[Excerpts from a point labeling dataset]
::::

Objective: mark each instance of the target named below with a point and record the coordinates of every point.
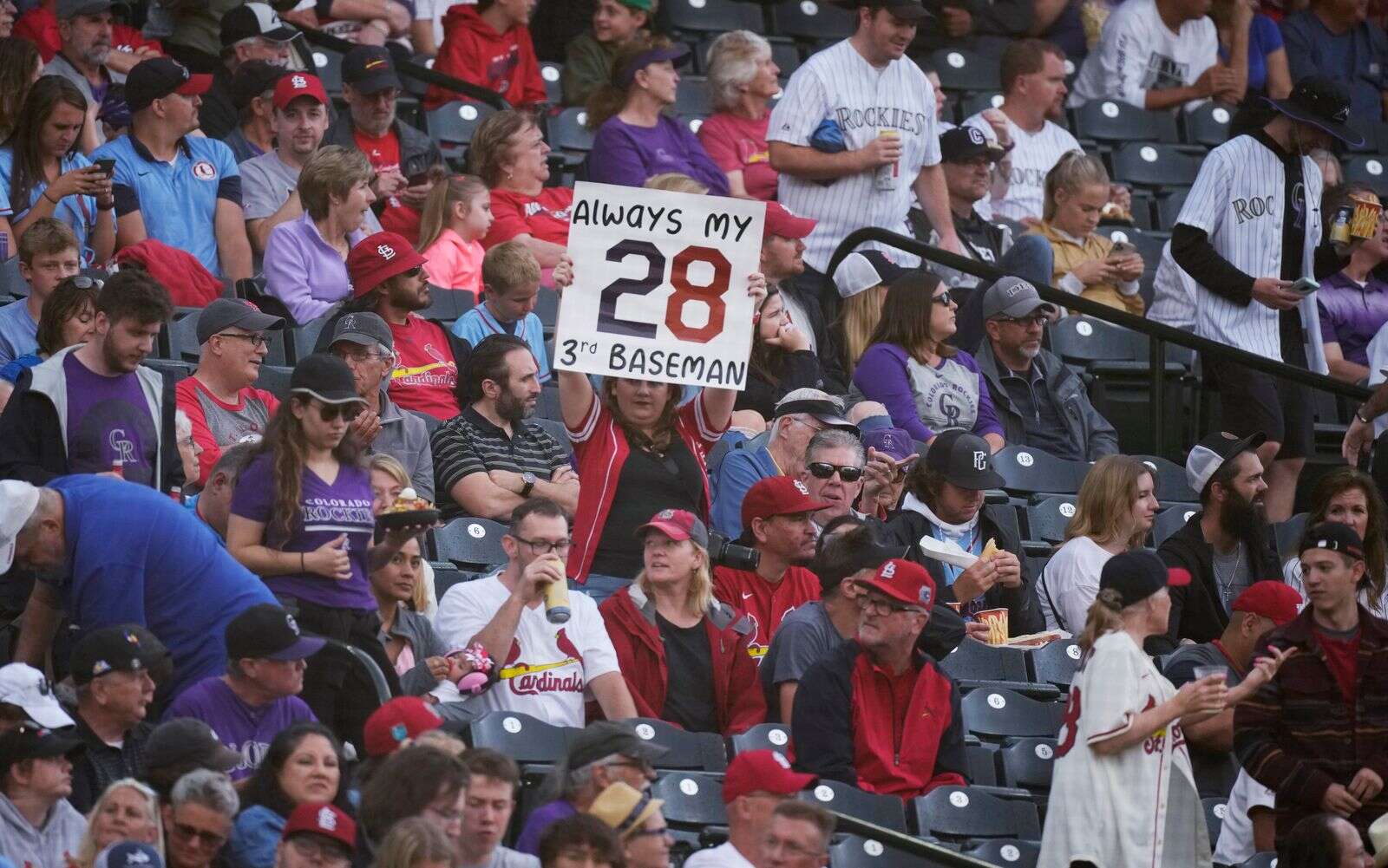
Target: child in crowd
(457, 217)
(510, 286)
(1087, 263)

::::

## Work to do
Lay out the data above as a two-column CSV with the headers "prompt" and "coordinates", with one row per entry. Put each entry's text and its answer in separate quoted fields, replace line breaks with spaces, and leave out the images.

## Problem solution
prompt,coordinates
"Objective: mark each instance of the target named below with a point and record the coordinates of every point. Target: child in crowd","(457, 217) (510, 286) (1087, 263)"